### WORK INSTRUCTION
Among the records that follow, find the line with "Could you please point to the ear" and the line with "Could you please point to the wrist". Set down those lines and all lines between them exactly, without adding anything.

### PROVIDED MATERIAL
- - - -
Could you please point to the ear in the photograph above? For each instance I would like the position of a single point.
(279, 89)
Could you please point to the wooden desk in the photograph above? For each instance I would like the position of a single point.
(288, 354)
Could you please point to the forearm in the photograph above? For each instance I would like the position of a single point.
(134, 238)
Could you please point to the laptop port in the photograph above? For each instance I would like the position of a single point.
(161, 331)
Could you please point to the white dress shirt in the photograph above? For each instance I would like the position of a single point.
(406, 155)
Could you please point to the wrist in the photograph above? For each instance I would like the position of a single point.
- - - -
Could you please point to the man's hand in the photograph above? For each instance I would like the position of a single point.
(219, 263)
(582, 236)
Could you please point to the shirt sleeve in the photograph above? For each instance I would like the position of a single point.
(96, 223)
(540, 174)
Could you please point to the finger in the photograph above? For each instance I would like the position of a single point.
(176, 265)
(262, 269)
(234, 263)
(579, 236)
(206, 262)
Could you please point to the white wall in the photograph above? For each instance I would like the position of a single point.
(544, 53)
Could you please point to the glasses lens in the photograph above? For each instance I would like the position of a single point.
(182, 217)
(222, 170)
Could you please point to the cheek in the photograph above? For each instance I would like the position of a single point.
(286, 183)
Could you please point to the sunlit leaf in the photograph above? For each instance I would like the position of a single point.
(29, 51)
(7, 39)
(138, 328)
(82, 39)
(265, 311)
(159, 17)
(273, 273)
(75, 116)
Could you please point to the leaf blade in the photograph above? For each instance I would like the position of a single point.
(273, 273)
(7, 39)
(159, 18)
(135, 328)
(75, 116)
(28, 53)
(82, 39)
- - - -
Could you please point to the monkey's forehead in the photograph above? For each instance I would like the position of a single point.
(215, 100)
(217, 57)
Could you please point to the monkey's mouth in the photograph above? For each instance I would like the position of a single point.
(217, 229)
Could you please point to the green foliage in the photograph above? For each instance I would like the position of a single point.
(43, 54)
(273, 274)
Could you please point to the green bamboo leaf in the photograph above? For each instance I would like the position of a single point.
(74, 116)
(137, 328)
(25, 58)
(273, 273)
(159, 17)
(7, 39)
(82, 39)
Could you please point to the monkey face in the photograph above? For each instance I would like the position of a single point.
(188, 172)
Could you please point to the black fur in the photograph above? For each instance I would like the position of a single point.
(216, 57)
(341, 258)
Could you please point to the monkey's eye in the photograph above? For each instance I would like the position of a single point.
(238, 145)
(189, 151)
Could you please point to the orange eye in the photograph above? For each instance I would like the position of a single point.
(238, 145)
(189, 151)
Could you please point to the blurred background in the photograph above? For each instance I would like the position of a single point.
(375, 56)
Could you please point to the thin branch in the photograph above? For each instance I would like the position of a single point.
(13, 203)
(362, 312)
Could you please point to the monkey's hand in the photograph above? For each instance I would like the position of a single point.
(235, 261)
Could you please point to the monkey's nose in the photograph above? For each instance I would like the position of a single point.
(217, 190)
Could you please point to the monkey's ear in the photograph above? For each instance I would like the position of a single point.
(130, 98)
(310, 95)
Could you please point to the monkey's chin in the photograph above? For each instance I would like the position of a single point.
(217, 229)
- - - -
### SOLUTION
Could you please point to the ear in the photograph above? For each instance I would like the position of a single point.
(279, 89)
Could you please point to the wooden desk in the photograph above? For each instance I would like the position of a single point.
(288, 354)
Could you please point to the forearm in the photograph above? For each instance I would like the position of a single point.
(134, 238)
Could you please point to the laptop port in the photograph above? For each instance I would like the position of a single point.
(161, 331)
Could you please point to the white dress shirt in the photograph above? For each instance I would like the position of a single point.
(406, 155)
Could you please point to the wrist in the photograph above? For each instance I would like the position of a single point.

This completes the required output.